● WRITTEN EXERCISE
Please reproduce the data below line for line, with no changes.

::::::::::

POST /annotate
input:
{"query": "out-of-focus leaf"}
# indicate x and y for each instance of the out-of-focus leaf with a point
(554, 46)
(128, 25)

::::::::::

● WRITTEN ANSWER
POST /annotate
input:
{"query": "out-of-focus leaf"}
# indicate x and y for each instance of the out-of-focus leaf with a point
(554, 46)
(128, 25)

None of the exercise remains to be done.